**Written instruction A**: Please transcribe the passage on the limsup and liminf of a sequence of random variables word for word.
**Written instruction B**: Rewrite only the entries from the first line of the entries through the line with "column 302, row 434", substituting "Target" for each "Query" and changing nothing else.

**Selected extract**:

- - - - -

Let $(\Omega,\mathcal{F},\mathbb{P})$ be a probability space, $a$ and $b$ be two rationals (i.e. $a$,$b$ $\in \mathbb{Q}$) such that $a<b$ and $(X_n)$ be a sequence of random variables defined on the above-defined measurable space. Set: \begin{equation} \Lambda_{a,b}=\{\limsup\limits_{n\rightarrow\infty}X_n\geq b; \liminf\limits_{n\rightarrow\infty}X_n \leq a\} \end{equation} \begin{equation} \Lambda=\bigcup\limits_{a<b} \Lambda_{a,b} \end{equation}
Therefore, I "read" $\Lambda$ as follows:
there exists at least a pair of rationals $a$, $b$ ($a<b$) such that $\limsup\limits_{n\rightarrow\infty}X_n\geq b; \liminf\limits_{n\rightarrow\infty}X_n \leq a$, that is
\begin{equation} \Lambda=\{\limsup\limits_{n\rightarrow\infty}X_n> \liminf\limits_{n\rightarrow\infty}X_n\} \end{equation}
I am given that $\mathbb{P}(\Lambda_{a,b})=0$ $\forall a, b \in \mathbb{Q}$ such that $a<b$. And, at this point, I know that one can state that
"$\mathbb{P}(\Lambda)=0$, since all rational pairs are countable"

- - - - -

**Point labeling entries**:

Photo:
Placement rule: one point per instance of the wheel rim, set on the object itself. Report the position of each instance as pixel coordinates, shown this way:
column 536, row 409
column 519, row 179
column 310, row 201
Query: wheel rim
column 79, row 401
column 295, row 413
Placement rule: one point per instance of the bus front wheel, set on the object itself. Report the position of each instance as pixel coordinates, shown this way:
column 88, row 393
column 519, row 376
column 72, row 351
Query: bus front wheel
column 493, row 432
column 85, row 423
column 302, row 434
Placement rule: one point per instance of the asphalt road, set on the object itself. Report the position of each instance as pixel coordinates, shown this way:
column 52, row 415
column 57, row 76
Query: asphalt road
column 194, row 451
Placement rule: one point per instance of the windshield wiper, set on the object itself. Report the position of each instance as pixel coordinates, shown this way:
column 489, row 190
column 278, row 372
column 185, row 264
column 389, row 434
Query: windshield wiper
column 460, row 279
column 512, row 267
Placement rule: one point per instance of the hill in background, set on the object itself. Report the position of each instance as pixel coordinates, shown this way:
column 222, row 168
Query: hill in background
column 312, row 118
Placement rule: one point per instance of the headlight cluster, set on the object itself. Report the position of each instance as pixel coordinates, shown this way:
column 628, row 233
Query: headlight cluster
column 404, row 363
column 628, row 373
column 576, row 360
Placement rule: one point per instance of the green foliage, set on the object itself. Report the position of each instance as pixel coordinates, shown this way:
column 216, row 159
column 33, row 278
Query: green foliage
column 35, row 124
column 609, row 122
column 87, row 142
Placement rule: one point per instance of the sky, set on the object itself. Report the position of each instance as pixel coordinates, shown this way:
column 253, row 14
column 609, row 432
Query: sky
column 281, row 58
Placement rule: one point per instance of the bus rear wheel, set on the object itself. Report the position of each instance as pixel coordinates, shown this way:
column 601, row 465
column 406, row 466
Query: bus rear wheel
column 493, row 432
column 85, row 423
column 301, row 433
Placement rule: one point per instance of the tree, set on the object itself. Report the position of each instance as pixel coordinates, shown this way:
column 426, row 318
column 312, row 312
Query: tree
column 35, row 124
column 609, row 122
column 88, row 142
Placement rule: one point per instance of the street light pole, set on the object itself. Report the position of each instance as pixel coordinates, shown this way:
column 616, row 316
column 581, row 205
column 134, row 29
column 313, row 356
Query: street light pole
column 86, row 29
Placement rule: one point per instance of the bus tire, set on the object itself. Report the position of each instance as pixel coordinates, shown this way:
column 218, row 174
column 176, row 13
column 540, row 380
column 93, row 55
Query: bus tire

- - - - -

**Right answer A**:
Let $(\Omega,\mathcal{F},\mathbb{P})$ be a probability space, $a$ and $b$ be two rationals (i.e. $a$,$b$ $\in \mathbb{Q}$) such that $a<b$ and $(X_n)$ be a sequence of random variables defined on the above-defined measurable space. Set: \begin{equation} \Lambda_{a,b}=\{\limsup\limits_{n\rightarrow\infty}X_n\geq b; \liminf\limits_{n\rightarrow\infty}X_n \leq a\} \end{equation} \begin{equation} \Lambda=\bigcup\limits_{a<b} \Lambda_{a,b} \end{equation}
Therefore, I "read" $\Lambda$ as follows:
there exists at least a pair of rationals $a$, $b$ ($a<b$) such that $\limsup\limits_{n\rightarrow\infty}X_n\geq b; \liminf\limits_{n\rightarrow\infty}X_n \leq a$, that is
\begin{equation} \Lambda=\{\limsup\limits_{n\rightarrow\infty}X_n> \liminf\limits_{n\rightarrow\infty}X_n\} \end{equation}
I am given that $\mathbb{P}(\Lambda_{a,b})=0$ $\forall a, b \in \mathbb{Q}$ such that $a<b$. And, at this point, I know that one can state that
"$\mathbb{P}(\Lambda)=0$, since all rational pairs are countable"

**Right answer B**:
Photo:
Placement rule: one point per instance of the wheel rim, set on the object itself. Report the position of each instance as pixel coordinates, shown this way:
column 536, row 409
column 519, row 179
column 310, row 201
Target: wheel rim
column 79, row 401
column 295, row 413
Placement rule: one point per instance of the bus front wheel, set on the object itself. Report the position of each instance as pixel coordinates, shown this way:
column 88, row 393
column 519, row 376
column 72, row 351
Target: bus front wheel
column 493, row 432
column 85, row 423
column 302, row 434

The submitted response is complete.